Please copy every record below exactly, leaving out the pictures.

========================

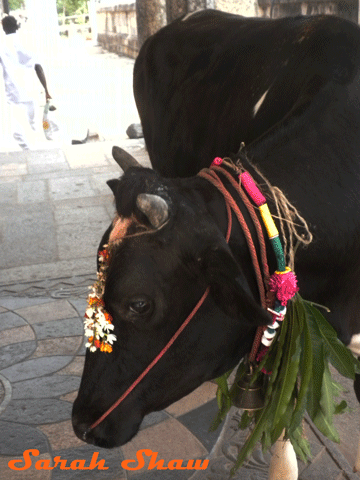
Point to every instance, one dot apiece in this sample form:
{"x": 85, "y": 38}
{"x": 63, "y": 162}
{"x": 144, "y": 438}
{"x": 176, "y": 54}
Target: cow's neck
{"x": 214, "y": 203}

========================

**Written response:**
Point to every instance, one dot apiece in this sample form:
{"x": 85, "y": 38}
{"x": 63, "y": 162}
{"x": 144, "y": 438}
{"x": 176, "y": 54}
Target: cow's neck
{"x": 214, "y": 203}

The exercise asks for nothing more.